**WHAT YOU HAVE TO DO**: Rescale the entries below starting at the line containing "of the asphalt" and ending at the line containing "(1069, 236)", rewriting only those lines, requests included and left unchanged. Multiply every answer coordinate by 1.8 and round to whole numbers, with halves rounded up.
Begin ENTRIES SUPPLIED
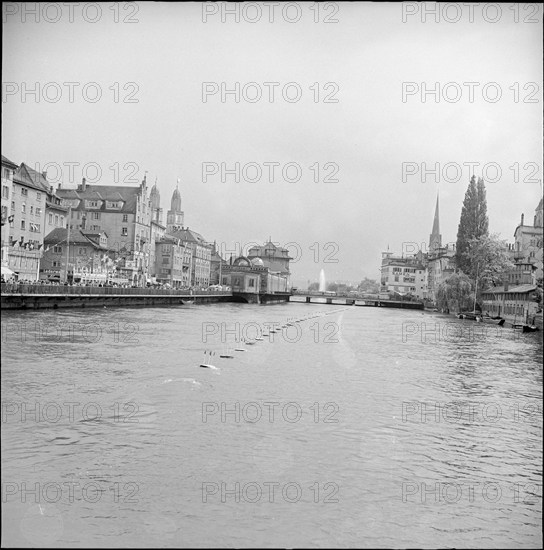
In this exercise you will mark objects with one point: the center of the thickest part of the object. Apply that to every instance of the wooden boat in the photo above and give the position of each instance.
(470, 315)
(494, 321)
(206, 365)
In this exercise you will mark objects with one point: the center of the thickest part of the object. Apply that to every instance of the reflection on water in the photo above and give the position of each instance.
(356, 427)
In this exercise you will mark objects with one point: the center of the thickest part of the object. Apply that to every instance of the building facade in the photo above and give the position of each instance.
(251, 276)
(28, 206)
(515, 304)
(8, 207)
(173, 262)
(527, 247)
(80, 257)
(403, 275)
(124, 214)
(201, 253)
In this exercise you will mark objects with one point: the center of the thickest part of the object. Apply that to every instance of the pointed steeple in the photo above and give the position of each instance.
(435, 241)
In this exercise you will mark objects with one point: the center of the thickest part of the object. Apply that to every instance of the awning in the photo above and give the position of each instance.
(6, 272)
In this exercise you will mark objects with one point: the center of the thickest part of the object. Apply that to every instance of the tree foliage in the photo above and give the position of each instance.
(455, 293)
(473, 224)
(488, 260)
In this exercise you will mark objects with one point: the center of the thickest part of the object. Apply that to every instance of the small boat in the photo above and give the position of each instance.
(206, 365)
(470, 315)
(494, 321)
(239, 347)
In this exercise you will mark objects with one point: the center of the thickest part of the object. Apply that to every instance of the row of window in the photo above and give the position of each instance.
(34, 227)
(95, 215)
(37, 212)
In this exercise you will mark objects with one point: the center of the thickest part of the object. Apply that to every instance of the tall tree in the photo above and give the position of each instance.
(454, 293)
(473, 224)
(489, 261)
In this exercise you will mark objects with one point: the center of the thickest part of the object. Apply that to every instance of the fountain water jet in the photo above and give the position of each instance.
(322, 283)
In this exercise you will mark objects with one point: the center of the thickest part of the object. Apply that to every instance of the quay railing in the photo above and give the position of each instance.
(9, 288)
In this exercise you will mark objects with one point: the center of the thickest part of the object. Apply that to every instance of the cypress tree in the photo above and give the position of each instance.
(473, 223)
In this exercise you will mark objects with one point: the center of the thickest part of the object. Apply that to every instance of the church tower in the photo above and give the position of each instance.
(174, 218)
(155, 200)
(435, 241)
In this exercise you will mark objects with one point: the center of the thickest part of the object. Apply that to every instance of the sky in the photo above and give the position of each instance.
(352, 131)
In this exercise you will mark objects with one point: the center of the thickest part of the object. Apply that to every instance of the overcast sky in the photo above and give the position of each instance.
(367, 55)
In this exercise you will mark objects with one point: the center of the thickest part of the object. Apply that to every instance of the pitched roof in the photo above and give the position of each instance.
(7, 162)
(112, 193)
(28, 177)
(60, 235)
(269, 250)
(188, 235)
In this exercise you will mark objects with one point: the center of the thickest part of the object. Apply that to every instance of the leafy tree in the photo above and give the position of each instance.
(473, 224)
(455, 293)
(488, 260)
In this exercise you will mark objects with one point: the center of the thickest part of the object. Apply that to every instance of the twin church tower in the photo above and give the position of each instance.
(175, 216)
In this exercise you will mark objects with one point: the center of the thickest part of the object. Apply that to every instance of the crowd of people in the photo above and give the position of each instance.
(20, 282)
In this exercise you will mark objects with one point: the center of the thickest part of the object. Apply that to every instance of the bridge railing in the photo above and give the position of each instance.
(9, 288)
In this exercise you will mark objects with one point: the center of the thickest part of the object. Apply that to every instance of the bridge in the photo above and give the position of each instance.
(316, 297)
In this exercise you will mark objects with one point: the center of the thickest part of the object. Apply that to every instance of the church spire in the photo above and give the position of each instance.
(435, 241)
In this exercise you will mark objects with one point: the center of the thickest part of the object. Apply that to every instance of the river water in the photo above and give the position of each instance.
(358, 427)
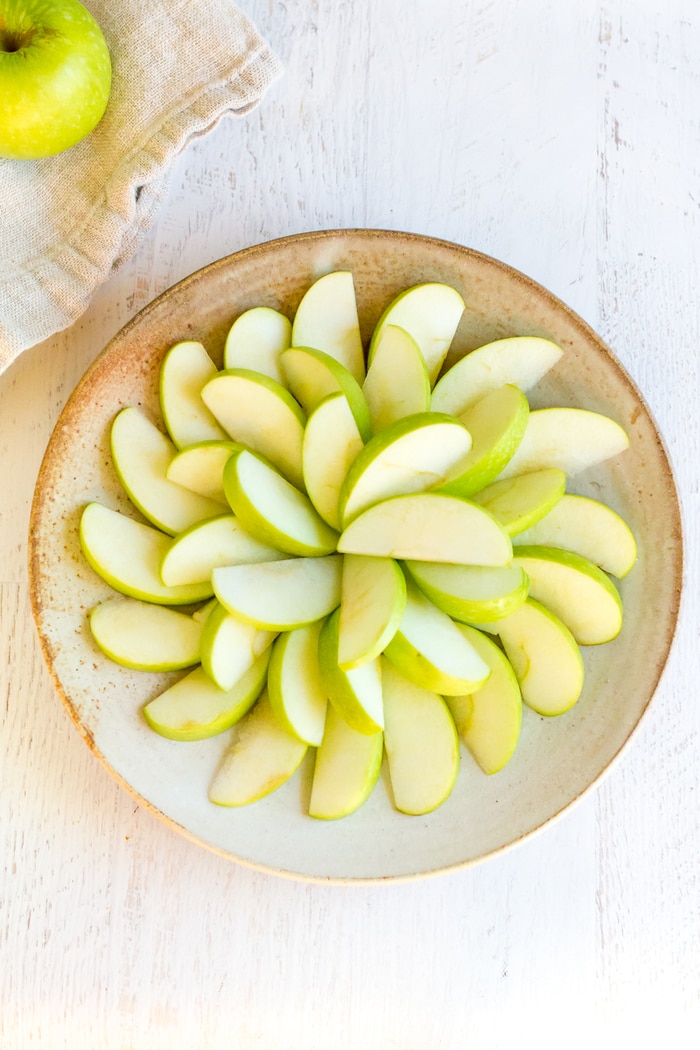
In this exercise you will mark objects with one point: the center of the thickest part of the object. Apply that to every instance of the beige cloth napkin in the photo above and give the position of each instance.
(67, 221)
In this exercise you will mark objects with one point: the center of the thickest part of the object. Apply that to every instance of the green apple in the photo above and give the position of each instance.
(345, 771)
(256, 339)
(55, 77)
(261, 757)
(422, 744)
(471, 592)
(195, 709)
(356, 694)
(414, 454)
(397, 383)
(520, 360)
(273, 510)
(489, 720)
(430, 313)
(428, 527)
(187, 368)
(331, 444)
(570, 439)
(326, 319)
(128, 555)
(586, 527)
(295, 685)
(496, 424)
(261, 415)
(141, 455)
(576, 590)
(518, 502)
(280, 595)
(145, 636)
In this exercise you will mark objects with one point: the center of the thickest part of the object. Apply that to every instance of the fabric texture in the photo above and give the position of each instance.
(66, 222)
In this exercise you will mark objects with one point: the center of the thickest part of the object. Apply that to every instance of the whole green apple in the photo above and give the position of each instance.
(55, 77)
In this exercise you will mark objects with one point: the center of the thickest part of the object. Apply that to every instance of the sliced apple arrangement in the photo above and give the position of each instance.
(358, 559)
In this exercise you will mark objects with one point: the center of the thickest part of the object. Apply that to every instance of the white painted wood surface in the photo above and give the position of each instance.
(564, 138)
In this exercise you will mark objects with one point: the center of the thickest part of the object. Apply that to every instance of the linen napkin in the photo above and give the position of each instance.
(66, 222)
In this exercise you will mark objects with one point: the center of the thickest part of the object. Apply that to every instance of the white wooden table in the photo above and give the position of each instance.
(563, 138)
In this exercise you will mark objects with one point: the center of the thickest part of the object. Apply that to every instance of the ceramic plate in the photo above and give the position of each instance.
(556, 759)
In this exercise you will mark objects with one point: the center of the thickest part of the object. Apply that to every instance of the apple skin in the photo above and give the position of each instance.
(55, 77)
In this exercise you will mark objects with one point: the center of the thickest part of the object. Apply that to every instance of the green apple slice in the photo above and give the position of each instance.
(586, 527)
(398, 383)
(346, 769)
(428, 527)
(414, 454)
(430, 314)
(471, 592)
(141, 455)
(195, 709)
(429, 649)
(145, 636)
(128, 555)
(521, 501)
(256, 339)
(373, 600)
(230, 646)
(280, 595)
(422, 744)
(272, 509)
(575, 590)
(356, 694)
(195, 552)
(489, 720)
(326, 319)
(262, 756)
(295, 686)
(331, 444)
(520, 360)
(261, 415)
(186, 369)
(570, 439)
(496, 424)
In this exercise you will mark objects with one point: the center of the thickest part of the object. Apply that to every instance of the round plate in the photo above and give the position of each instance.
(556, 759)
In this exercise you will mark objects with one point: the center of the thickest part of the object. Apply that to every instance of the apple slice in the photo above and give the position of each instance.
(295, 686)
(586, 527)
(422, 744)
(355, 694)
(521, 501)
(141, 455)
(261, 415)
(518, 360)
(428, 527)
(570, 439)
(128, 555)
(575, 590)
(145, 636)
(414, 454)
(260, 759)
(280, 595)
(332, 442)
(195, 709)
(272, 509)
(430, 314)
(489, 720)
(326, 319)
(256, 339)
(186, 369)
(398, 383)
(471, 592)
(346, 769)
(373, 600)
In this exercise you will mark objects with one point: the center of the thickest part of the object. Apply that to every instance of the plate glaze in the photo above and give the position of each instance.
(556, 759)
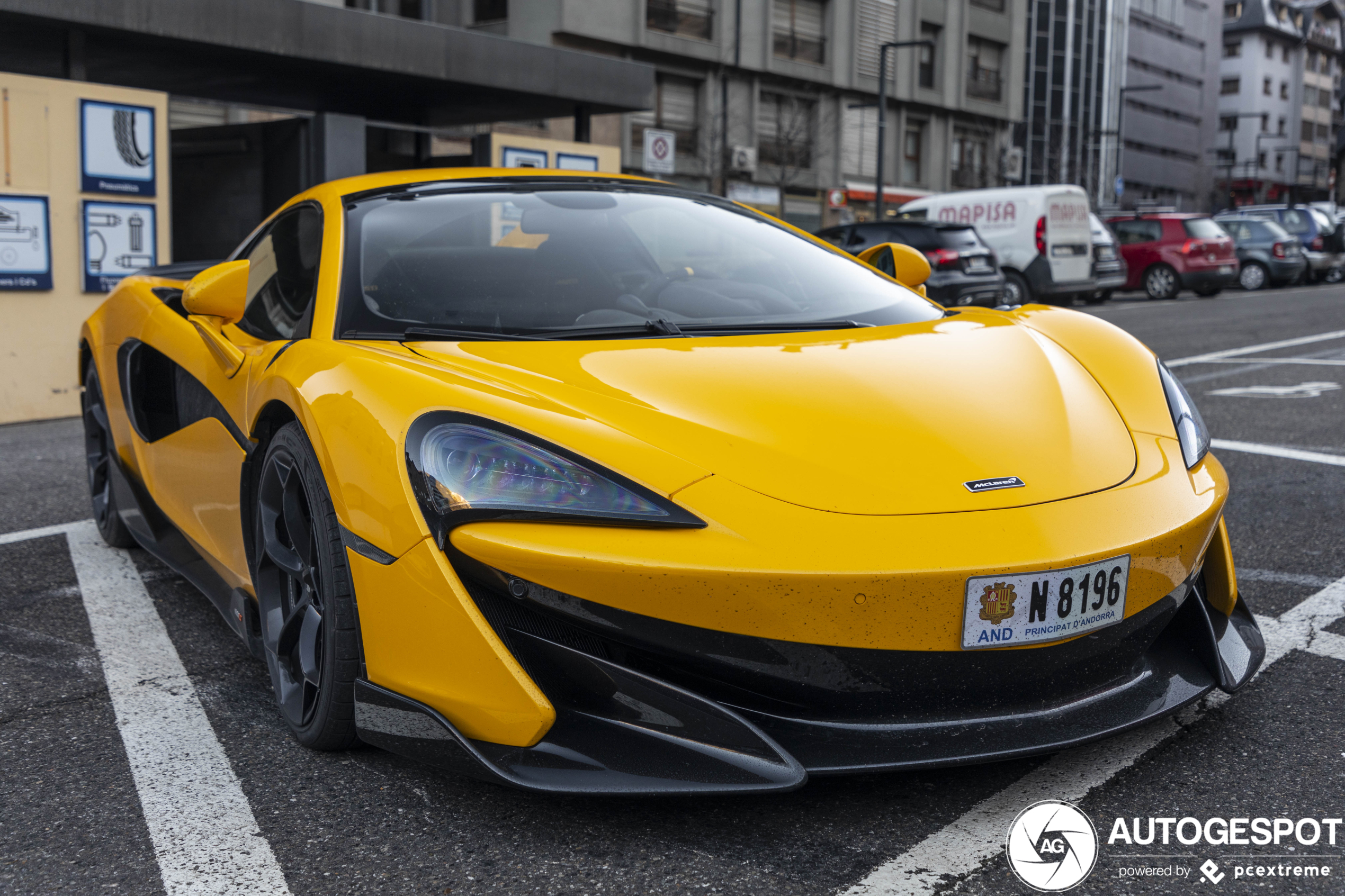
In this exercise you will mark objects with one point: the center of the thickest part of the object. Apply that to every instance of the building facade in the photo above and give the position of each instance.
(1278, 104)
(1171, 104)
(774, 101)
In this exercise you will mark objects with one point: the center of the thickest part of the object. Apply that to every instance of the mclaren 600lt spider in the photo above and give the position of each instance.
(594, 484)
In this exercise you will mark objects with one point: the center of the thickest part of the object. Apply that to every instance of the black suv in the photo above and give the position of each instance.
(962, 269)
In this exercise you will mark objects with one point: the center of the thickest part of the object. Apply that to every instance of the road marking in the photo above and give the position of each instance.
(203, 830)
(1253, 350)
(1284, 578)
(963, 845)
(1325, 362)
(41, 532)
(1274, 450)
(1302, 390)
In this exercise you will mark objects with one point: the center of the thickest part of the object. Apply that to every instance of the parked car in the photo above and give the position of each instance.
(1109, 266)
(1323, 238)
(1171, 251)
(1039, 234)
(962, 268)
(1267, 253)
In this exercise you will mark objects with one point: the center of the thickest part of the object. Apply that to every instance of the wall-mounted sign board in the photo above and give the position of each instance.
(120, 240)
(24, 243)
(118, 148)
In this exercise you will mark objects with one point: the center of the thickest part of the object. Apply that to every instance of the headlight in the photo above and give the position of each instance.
(466, 468)
(1191, 428)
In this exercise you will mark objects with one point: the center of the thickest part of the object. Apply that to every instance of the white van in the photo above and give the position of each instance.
(1040, 236)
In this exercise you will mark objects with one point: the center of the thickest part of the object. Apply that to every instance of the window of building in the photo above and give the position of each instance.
(684, 18)
(984, 59)
(912, 147)
(485, 11)
(677, 109)
(786, 128)
(928, 56)
(876, 23)
(967, 160)
(798, 30)
(858, 138)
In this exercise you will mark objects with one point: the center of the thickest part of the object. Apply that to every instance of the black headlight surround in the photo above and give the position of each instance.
(442, 523)
(1181, 408)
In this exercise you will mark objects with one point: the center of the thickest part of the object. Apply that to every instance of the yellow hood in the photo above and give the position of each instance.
(878, 421)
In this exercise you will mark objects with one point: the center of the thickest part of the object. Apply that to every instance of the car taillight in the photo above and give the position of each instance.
(943, 258)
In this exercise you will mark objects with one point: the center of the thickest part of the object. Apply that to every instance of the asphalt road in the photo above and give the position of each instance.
(369, 822)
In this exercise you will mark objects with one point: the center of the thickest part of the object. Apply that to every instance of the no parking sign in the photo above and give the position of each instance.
(659, 151)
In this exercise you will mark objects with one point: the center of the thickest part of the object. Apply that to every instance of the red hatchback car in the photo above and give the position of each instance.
(1168, 253)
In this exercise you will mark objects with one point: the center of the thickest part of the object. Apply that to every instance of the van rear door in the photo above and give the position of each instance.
(1069, 236)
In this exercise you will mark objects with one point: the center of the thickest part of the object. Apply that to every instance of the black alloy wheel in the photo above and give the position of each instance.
(304, 595)
(98, 449)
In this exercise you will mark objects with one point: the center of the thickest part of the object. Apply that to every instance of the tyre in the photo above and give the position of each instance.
(304, 595)
(98, 448)
(1161, 283)
(1016, 289)
(1253, 277)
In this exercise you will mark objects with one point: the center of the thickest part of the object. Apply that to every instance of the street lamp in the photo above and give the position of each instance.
(883, 113)
(1121, 136)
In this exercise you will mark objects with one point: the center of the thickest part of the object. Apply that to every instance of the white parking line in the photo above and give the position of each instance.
(1274, 450)
(1253, 350)
(205, 836)
(963, 845)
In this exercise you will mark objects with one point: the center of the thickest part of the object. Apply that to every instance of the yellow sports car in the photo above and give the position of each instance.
(596, 484)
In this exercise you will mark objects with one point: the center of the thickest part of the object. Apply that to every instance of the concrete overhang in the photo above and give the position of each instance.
(306, 56)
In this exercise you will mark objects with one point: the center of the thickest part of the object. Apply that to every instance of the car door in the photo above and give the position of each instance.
(194, 409)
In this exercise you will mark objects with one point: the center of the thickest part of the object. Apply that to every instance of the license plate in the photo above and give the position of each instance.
(1032, 608)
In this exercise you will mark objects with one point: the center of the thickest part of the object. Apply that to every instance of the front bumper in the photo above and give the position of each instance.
(724, 712)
End ENTRIES SUPPLIED
**RESPONSE BELOW**:
In this exercise you will mark objects with one point: the center of the thickest part of the object. Apply that to every instance of the asphalt road in the photo above and give the position of each instance.
(664, 1480)
In this exercise you will mark objects with one point: the center of the thickest part of the object. Apply that to every instance of the no parking sign in the photo above and give the position of each instance.
(1186, 272)
In this exercise you will mark objects with one point: the center of the thickest part of the object. Apply that to every instance of the red hatchback car in the photo above and give the position of each instance.
(2102, 455)
In this exercise you will mark objects with one point: the center of the thickest part of the object. Apply that to every instance of the van rear door in the photo above and give the position of each instance.
(1924, 425)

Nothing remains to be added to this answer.